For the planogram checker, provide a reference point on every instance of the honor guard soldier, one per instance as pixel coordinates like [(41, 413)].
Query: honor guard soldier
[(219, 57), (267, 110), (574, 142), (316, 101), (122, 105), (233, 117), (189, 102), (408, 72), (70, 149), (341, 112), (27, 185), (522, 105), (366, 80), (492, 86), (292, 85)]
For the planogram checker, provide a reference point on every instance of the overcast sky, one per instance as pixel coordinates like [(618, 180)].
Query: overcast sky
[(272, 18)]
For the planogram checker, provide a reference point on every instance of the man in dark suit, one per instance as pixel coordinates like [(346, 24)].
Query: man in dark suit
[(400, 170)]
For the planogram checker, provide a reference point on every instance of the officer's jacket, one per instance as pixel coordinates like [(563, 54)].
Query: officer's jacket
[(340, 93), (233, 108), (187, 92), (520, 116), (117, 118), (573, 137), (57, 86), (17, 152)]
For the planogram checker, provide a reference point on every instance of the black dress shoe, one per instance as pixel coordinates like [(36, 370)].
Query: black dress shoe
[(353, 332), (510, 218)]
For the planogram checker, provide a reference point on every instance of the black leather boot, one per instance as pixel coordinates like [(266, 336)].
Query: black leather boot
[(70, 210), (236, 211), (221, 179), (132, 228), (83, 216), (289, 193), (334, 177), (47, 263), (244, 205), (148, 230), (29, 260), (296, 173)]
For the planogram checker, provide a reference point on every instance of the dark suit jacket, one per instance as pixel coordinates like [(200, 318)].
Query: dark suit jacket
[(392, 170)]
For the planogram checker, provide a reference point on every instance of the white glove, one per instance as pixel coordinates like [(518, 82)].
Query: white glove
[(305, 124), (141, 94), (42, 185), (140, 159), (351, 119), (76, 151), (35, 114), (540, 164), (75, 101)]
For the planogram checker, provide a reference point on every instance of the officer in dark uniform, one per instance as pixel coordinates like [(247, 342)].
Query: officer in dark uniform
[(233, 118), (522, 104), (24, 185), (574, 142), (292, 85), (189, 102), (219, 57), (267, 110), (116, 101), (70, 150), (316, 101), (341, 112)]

EXERCISE DETAILS
Character for character, output the whole material above.

OUTPUT
For the planogram checker, provide a reference point on every instance of the honor guard soldier, one per instance as pixel coordinates like [(41, 413)].
Query: honor guard soldier
[(219, 57), (267, 110), (574, 142), (316, 101), (122, 105), (233, 117), (189, 102), (408, 72), (70, 149), (341, 112), (27, 185), (522, 105), (366, 80), (492, 86), (292, 85)]
For the planogram checker, provide a reference point on every instance of the overcast sky, one per instance as pixel coordinates like [(618, 180)].
Query: overcast sky
[(272, 18)]
For the planogram checker, provide a reference point on every instance of the man in dark suit, one per instance as pixel coordinates like [(346, 24)].
Query: man in dark suit
[(400, 170)]
For the planogram checker, provide a reference point on every instance of the officer's jacket, one per instance as pixel coordinates like [(563, 54)].
Query: officer's jacket
[(340, 93), (233, 108), (187, 92), (520, 116), (117, 118), (573, 137), (57, 86), (17, 152)]
For the planogram checker, provide a reference point on every instance of the black dress shoe, one per instance as pixel coordinates like [(36, 370)].
Query: black dress shoe
[(353, 332), (510, 218)]
For the planogram checker, provide a reference point on every instance of the black leather boot, one per instance as pixel coordinates like [(266, 336)].
Query: black leather boot
[(70, 210), (236, 211), (221, 179), (132, 228), (83, 216), (289, 193), (334, 177), (47, 263), (244, 205), (148, 230), (29, 260), (296, 173)]
For the planogram checker, provide a reference point on every instance of the dark suit jacket, one per instance as pixel coordinates like [(200, 318)].
Query: dark suit jacket
[(392, 170)]
For the planogram checker, provide a reference point on every instance of the white glove, one per instance as pixel coordinates like [(518, 82)].
Query: white glove
[(305, 124), (141, 94), (42, 185), (140, 159), (351, 119), (76, 151), (35, 114), (540, 164), (75, 101)]
For the planogram checker, provide a reference point on every instance of the officer in dark uniform, one per instance as pixel coordinates like [(247, 342)].
Query: officer in dark uniform
[(233, 118), (522, 104), (24, 185), (574, 142), (292, 85), (189, 102), (219, 57), (267, 110), (116, 101), (70, 150), (316, 101), (341, 112)]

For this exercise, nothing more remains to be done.